TEXTO FORNECIDO

::::

De quem é a responsabilidade pela tomada de importantes decisões que envolvem as crianças, como o consumo de fast food, dos pais ou da indústria alimentícia? Há muitas respostas para essas perguntas. Há quem pense que a indústria pode promover os produtos o quanto quiser e pelos meios que julgar mais efetivos porque a escolha de dar ou não os alimentos é dos pais. Mesmo que isso envolva a utilização de campanhas publicitárias animadas com caixinhas divertidas e a venda casada de brinquedos e alimentos de baixo teor nutricional e altos percentuais de sódio, açúcar e gordura.
Na minha opinião, faltam informações de qualidade para que os pais possam fazer uma escolha mais correta. Pode parecer óbvio que o consumo de fast food é nocivo aos pequenos, mas não é claro para todo mundo. E são justamente essas as pessoas que irão comprar toda a coleção de brinquedos vendidos pelas grandes redes. Fazendo com que seus filhos consumam os alimentos vendidos por elas semanalmente, criando um hábito para o resto de suas vidas.
É nesse contexto que o Programa Criança e Consumo, do Instituto Alana, lança hoje nas redes sociais a campanha Abusivo Tudo Isso. A organização social cria programas que buscam garantir condições para a vivência plena da infância. Criado em 2006, o programa Criança e Consumo divulga e debate ideias sobre as questões relacionadas à publicidade dirigida às crianças e aponta caminhos para minimizar e prevenir os malefícios decorrentes da comunicação mercadológica.
A campanha propõe a assinatura de uma petição com denúncia para a Secretaria Nacional do Consumidor, do Ministério da Justiça, com cópia para o SAC do McDonald’s, que trata dos principais argumentos pelos quais a prática da empresa de anunciar e comercializar brinquedos com o intuito de promover seus produtos alimentícios para crianças é abusiva, ilegal e deve acabar. Ainda, estimula que os participantes compartilhem a mobilização, de forma a alcançar um número maior de cidadãos.
“Nós recebemos, o tempo todo, mensagens em nosso site, redes sociais e e-mail de pessoas indignadas com as estratégias publicitárias abusivas direcionadas às crianças por essa rede de fast food. E a denúncia deste cidadão nos inspirou a criar uma ferramenta para que reclamações semelhantes cheguem a um órgão responsável por sua fiscalização. Queremos que as pessoas saibam do seu poder de mobilização e denúncia e que a empresa tome conhecimento do descontentamento gerado por suas ações”, explica Ekaterine Karageorgiadis, advogada e coordenadora do Criança e Consumo.

::::

ATIVIDADE A
Reescreva o trecho do texto sobre publicidade infantil que começa com "De quem é a" e termina com "açúcar e gordura.", substituindo "indústria alimentícia" por "indústria de alimentos".
ATIVIDADE B
Dê sequência ao texto sobre publicidade infantil, escrevendo a parte que vem depois da última frase apresentada.

::::

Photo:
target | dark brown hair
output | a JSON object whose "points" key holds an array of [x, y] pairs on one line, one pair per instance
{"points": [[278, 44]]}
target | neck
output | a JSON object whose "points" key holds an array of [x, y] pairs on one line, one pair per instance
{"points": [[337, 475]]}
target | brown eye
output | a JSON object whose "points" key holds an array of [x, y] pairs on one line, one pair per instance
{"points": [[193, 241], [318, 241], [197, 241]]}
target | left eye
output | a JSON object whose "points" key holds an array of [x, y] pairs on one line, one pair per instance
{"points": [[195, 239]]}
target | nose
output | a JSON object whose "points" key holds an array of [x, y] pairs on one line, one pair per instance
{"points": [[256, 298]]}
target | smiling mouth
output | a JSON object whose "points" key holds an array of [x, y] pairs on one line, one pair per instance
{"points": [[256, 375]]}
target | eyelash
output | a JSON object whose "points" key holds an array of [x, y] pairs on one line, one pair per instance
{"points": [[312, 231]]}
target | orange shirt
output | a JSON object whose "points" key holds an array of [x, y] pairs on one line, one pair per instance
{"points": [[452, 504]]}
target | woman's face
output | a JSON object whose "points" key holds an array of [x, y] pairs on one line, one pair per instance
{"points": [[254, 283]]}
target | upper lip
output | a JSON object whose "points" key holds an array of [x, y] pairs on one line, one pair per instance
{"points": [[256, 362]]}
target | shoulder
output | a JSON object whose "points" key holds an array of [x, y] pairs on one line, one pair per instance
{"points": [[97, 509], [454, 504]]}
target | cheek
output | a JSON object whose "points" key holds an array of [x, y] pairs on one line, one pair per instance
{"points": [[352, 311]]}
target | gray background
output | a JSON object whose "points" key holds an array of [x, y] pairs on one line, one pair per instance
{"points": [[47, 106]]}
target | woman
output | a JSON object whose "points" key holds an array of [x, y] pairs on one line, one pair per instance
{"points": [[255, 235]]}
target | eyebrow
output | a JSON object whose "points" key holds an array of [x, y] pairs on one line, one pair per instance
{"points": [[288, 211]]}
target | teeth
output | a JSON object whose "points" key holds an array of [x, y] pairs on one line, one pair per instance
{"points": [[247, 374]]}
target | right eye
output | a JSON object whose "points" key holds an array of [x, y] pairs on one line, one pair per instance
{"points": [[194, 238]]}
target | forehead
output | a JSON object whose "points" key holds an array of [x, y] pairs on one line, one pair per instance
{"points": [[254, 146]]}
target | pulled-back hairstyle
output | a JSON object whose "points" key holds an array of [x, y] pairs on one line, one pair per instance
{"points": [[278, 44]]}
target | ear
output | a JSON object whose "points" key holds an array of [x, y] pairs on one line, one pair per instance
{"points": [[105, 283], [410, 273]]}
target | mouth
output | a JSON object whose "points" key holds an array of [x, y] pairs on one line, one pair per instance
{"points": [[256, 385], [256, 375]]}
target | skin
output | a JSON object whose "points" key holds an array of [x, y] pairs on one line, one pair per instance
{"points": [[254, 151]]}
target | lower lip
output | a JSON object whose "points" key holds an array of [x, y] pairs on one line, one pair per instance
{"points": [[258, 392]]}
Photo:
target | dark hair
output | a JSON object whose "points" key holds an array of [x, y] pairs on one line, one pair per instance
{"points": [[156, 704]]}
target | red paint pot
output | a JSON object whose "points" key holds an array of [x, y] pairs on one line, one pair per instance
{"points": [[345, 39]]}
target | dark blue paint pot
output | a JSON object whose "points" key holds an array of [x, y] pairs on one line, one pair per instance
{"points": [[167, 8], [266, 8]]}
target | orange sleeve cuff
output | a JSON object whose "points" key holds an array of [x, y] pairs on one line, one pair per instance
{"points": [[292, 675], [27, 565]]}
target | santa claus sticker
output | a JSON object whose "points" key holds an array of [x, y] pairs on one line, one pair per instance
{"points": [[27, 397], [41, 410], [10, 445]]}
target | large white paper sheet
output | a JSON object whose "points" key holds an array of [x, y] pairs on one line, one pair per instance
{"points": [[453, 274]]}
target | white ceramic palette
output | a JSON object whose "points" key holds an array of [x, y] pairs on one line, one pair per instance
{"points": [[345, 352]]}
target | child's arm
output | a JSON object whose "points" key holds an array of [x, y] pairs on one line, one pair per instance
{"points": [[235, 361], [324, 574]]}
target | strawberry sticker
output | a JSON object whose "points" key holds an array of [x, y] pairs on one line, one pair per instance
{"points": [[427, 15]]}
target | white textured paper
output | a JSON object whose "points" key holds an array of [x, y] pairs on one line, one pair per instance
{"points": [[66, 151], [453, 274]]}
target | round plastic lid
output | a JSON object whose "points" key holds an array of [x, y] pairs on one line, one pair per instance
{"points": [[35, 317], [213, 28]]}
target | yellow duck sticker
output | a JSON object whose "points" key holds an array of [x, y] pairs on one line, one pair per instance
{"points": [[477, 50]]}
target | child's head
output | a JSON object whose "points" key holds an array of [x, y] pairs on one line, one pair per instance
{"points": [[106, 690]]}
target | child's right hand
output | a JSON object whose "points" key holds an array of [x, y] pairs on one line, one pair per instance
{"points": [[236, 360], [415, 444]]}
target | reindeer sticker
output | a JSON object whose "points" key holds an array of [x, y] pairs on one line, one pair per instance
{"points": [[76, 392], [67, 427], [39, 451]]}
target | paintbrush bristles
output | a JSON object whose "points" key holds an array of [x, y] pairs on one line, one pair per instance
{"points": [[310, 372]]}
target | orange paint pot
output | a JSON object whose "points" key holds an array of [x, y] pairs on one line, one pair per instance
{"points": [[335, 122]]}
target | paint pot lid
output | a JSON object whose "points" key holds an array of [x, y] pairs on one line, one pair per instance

::::

RESPOSTA ESCRITA A
De quem é a responsabilidade pela tomada de importantes decisões que envolvem as crianças, como o consumo de fast food, dos pais ou da indústria de alimentos? Há muitas respostas para essas perguntas. Há quem pense que a indústria pode promover os produtos o quanto quiser e pelos meios que julgar mais efetivos porque a escolha de dar ou não os alimentos é dos pais. Mesmo que isso envolva a utilização de campanhas publicitárias animadas com caixinhas divertidas e a venda casada de brinquedos e alimentos de baixo teor nutricional e altos percentuais de sódio, açúcar e gordura.

RESPOSTA ESCRITA B
Já existe consenso, entre especialistas, de que a comercialização de brinquedos por redes de fast food estimula o consumo excessivo e habitual de produtos alimentícios com altos teores de sódio, açúcar e gorduras, sendo extremamente prejudicial à saúde das crianças. A obesidade infantil e as doenças crônicas associadas são um problema de saúde pública no Brasil e no mundo. Sem uma mudança de hábitos e práticas de mercado, em menos de uma década a obesidade pode atingir 11,3 milhões de crianças brasileiras.
Além disso, o fato de esses brinquedos serem exclusivos e colecionáveis faz com que a criança seja diretamente incentivada a consumir muitas “promoções” no curto espaço de tempo em que são oferecidas. Depois de conseguir o primeiro brinquedo da série, em geral, a criança quer completar a coleção e o apelo para que mãe, pai ou responsável compre os demais itens pode gerar estresse familiar.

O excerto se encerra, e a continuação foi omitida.